On a pu voir deux mains vigoureuses, ni larges ni fines, attachées à des poignets souples, prolonger des épaules et des bras dont les muscles, sollicités depuis tant d’années, ont façonné les arrondis et les creux. À bien regarder les paumes de ces mains, on a pu voir trois lignes devenues de profonds sillons à force d’empoigner, tandis que d’autres striures parcourent la peau. Une peau qui forme à la racine des doigts, des petits monts épais parcourus de crevasses comblées, bordées de résidus de peau blanche. Dans tous ces sillons, de la terre noire incrustée. Et en retournant cette main, on a pu voir l’épiderme glisser vers des ongles autour desquels la terre noire ne se déloge pas.
Ces mains pourraient être celles d’une agri- cultrice, des mains qui chaque jour raclent, enfouissent, tirent, équeutent. Des mains dont les lessives et les vaisselles n’altèrent ni la corne ni les taches. Ces mains pourraient aussi être celles d’une ouvrière, des mains qui chaque jour vissent, taillent, accrochent, étiquettent. Des mains qui font incessamment le même geste à la même cadence.

## Consigne
Dans le texte sur les mains, qu'est-ce qui a transformé trois lignes des paumes en profonds sillons ? Répondez en une phrase.

## Données fournies
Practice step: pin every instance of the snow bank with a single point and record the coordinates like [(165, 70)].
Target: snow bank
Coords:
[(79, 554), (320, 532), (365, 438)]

## Corrigé
Trois lignes des paumes sont devenues de profonds sillons à force d'empoigner.